> **DIRECTIONS**
Make an exact copy of the entries below.

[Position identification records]

>>>>>

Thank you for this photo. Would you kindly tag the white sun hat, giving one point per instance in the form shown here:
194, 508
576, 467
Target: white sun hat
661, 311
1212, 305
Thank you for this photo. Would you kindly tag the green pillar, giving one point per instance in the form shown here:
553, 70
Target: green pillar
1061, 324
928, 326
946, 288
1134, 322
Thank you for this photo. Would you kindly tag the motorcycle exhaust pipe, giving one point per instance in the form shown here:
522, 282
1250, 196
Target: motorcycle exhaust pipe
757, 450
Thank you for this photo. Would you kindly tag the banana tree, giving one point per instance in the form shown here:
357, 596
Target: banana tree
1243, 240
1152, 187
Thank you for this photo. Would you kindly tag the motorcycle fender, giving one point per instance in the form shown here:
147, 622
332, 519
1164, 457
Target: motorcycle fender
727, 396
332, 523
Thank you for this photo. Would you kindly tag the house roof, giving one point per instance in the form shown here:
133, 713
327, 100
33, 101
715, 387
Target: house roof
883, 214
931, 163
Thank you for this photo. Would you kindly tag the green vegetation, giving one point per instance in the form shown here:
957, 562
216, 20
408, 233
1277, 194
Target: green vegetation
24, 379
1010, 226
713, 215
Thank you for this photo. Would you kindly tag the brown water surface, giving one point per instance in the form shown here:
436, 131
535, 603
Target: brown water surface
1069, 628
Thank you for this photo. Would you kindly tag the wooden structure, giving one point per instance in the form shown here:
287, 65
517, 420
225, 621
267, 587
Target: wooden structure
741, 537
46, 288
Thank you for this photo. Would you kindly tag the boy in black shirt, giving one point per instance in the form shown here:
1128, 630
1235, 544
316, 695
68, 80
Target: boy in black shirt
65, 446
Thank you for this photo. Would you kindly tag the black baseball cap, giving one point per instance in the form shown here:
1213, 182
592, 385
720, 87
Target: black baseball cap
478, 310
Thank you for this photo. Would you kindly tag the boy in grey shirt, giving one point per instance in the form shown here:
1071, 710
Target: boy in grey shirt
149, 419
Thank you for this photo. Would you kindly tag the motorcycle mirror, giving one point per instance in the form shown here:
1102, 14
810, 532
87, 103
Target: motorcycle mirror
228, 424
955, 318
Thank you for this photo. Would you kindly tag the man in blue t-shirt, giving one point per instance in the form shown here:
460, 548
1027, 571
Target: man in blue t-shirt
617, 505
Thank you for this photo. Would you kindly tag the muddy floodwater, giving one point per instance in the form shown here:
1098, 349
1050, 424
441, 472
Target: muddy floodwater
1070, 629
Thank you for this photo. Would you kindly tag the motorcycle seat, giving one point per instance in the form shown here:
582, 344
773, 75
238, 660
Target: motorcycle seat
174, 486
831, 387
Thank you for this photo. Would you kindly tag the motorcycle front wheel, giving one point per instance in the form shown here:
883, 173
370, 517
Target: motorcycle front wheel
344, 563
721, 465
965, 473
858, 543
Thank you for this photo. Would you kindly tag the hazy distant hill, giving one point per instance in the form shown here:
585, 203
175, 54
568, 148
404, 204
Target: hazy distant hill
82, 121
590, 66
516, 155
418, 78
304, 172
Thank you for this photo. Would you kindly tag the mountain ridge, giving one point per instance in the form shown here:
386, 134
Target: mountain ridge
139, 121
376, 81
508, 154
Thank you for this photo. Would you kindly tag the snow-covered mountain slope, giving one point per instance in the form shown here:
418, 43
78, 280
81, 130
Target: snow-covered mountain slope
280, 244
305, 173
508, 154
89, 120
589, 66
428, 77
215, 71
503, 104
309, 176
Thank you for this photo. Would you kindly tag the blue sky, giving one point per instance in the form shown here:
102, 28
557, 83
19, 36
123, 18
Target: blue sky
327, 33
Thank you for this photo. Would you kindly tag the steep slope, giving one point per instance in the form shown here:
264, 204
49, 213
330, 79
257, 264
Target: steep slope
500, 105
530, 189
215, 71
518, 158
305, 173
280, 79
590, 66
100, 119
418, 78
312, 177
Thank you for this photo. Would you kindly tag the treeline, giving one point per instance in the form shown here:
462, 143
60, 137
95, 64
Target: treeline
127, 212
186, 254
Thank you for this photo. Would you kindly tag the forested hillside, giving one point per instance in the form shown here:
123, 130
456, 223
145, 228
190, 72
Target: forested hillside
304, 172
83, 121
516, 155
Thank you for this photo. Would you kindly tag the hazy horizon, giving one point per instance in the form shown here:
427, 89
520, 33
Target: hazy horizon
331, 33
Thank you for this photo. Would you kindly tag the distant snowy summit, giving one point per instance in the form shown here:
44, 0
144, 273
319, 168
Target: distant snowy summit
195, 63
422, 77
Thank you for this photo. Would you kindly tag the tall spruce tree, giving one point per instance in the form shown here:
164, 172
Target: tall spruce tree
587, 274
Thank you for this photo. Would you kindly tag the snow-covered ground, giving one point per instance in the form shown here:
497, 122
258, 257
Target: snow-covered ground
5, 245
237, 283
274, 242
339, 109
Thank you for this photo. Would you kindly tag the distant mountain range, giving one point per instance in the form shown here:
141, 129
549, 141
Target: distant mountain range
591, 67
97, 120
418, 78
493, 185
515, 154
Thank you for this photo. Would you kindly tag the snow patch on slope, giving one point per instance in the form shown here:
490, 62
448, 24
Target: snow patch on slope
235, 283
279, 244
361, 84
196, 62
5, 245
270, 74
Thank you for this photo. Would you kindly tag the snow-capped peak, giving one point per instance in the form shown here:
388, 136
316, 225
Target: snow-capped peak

<<<<<

> **REPLY TO THE EXERCISE**
Thank you for this photo. Would you kindly tag the white sun hat, giving one point per instance in the form shown here:
194, 508
576, 467
Target: white sun hat
661, 311
1212, 305
Thank you for this photo. Would you kindly tag the green pillar, giving one point per instance in the form shown here:
553, 70
Target: green pillar
1061, 324
928, 326
946, 288
1134, 322
Thank you for this photo. Would you kindly tag the motorcycle exhaust pipe, giving one point per instance in the form shown here:
522, 282
1250, 196
Target: motorcycle exhaust pipe
757, 450
Thank you for this photo. Would you kindly tag the banana tree, giving one point per instance in the form shown here:
357, 596
Target: banana tree
1243, 240
1152, 187
Thank you for this photo. Would you kindly tag the motorcycle fender, giving one point per instance in the form shown here:
147, 622
332, 519
1164, 457
Target: motorcycle fender
727, 396
332, 523
Thank you for this photo. Would you kindly tag the house roof, giving one point per instance in the form shown here:
133, 713
327, 100
33, 101
715, 387
Target: house roof
883, 214
931, 163
Thank you for this photo. Would you kindly tag the green vegetation, giving one point per instance in the form shown here:
957, 562
216, 20
408, 233
1277, 194
Target: green vegetation
24, 379
1010, 226
713, 215
Thank you for this photo. Would you kindly tag the brown water surface, giving one point per instance in the form shown here:
436, 131
535, 603
Target: brown water surface
1069, 628
Thank you for this photo. Would you kindly tag the wooden structure, giving one point per instance in the form shown here:
287, 65
517, 420
225, 621
267, 587
Target: wooden structure
741, 537
46, 288
Thank you for this photo. Would you kindly tag the boy in black shirt, giving one point per instance in the form shown here:
1128, 630
1235, 544
316, 695
68, 80
Target: boy in black shirt
65, 446
Thank you for this photo. Would you kindly tag the black baseball cap, giving one point per instance in the form shown here:
1213, 182
592, 385
720, 87
Target: black baseball cap
478, 310
Thank you for this photo. Would you kindly tag the boy in grey shirt, giving one point per instance in the form shown here:
1071, 710
Target: boy in grey shirt
149, 419
Thank you for this photo. Would you kindly tag the motorcycle mirror, giving one point per instance in the form shown here:
1102, 14
810, 532
87, 103
Target: motorcycle mirror
228, 424
955, 318
Thank you for this photo. Would you kindly tag the man in blue t-shirt, giving one point per instance in the form shown here:
460, 548
1027, 571
Target: man in blue t-shirt
617, 505
Thank you for this photo. Would you kindly tag the muddy floodwater, giving one point per instance in the form shown here:
1098, 349
1050, 424
441, 472
Target: muddy floodwater
1070, 629
Thank you for this photo. Would you kindly tag the motorcycle seat, giving one point per instance in the form shown here:
582, 344
773, 75
238, 660
Target: motorcycle seat
174, 486
831, 387
Thank you for this photo. Would you kindly tag the motorcycle front wheel, giving one point per instance in the form shown here:
883, 173
370, 517
Target: motorcycle front wheel
344, 563
721, 465
965, 473
858, 543
Thank you for this photo. Would you kindly tag the hazy distant hill, giving one point per instance in the form shown here:
585, 203
175, 54
568, 148
404, 204
Target: hazy distant hill
82, 121
590, 66
516, 155
418, 78
304, 172
Thank you for this photo. Would you kindly tag the mountain ridge, giving one point per instance in the form shown here:
386, 134
Target: mountain ridge
139, 121
376, 81
508, 154
Thank you for this photo. Would you kindly tag the snow-covered mountain slope, giving one point per instance in the form shown here:
418, 43
78, 280
81, 130
Target: snow-covered mountain slope
280, 244
305, 173
508, 154
89, 120
589, 66
428, 77
215, 71
503, 104
309, 176
Thank you for this photo. Would you kindly tag the blue sky, giving one point per instance in the form shown here:
102, 28
557, 83
19, 36
123, 18
Target: blue sky
327, 33
Thank you for this photo. Would you kindly tag the steep slope, giving one point per instance in the form shown here:
264, 204
49, 213
330, 79
257, 264
Target: steep slope
500, 105
530, 189
215, 71
518, 158
305, 173
280, 79
590, 66
100, 119
418, 78
312, 177
Thank you for this photo. Would you kindly tag the treeline, giving one point per instance in the form shown here:
462, 143
60, 137
95, 64
Target: treeline
127, 212
186, 254
Thank you for this photo. Would you kindly tag the forested hillside, giving one point per instance in the form shown here:
123, 130
456, 223
145, 228
190, 72
Target: forested hillside
304, 172
83, 121
516, 155
Thank you for this photo. Would you kindly tag the hazy horizon, giving one point per instance in the form shown here:
427, 89
520, 33
Target: hazy horizon
331, 33
Thank you for this photo. Would you kindly tag the distant snowy summit, giving one point per instance in the form shown here:
44, 0
144, 273
319, 168
Target: distant snowy summit
195, 63
422, 77
Thank you for this photo. Would you kindly tag the tall spruce tree, giving one point per instance in the form shown here:
164, 172
Target: tall spruce tree
587, 274
Thank you for this photo. Would you kindly tag the snow-covered ground, giving one point per instance in the form shown here:
497, 122
258, 257
Target: snow-covered ground
5, 245
237, 283
274, 242
339, 109
Thank you for this photo. Would you kindly tag the distant mountain range, giving one point per instance in the form shown here:
141, 129
549, 141
Target: distant mountain range
591, 67
97, 120
418, 78
493, 185
515, 154
Thank you for this photo. Would you kindly tag the snow patch on slope, giving one point per instance in the form shown here:
490, 62
448, 24
Target: snow patch on slope
235, 283
279, 244
361, 84
196, 62
5, 245
270, 74
Thank you for this photo. Would you kindly tag the snow-capped peak, giving one point per instance in the form shown here:
388, 136
316, 225
Target: snow-capped peak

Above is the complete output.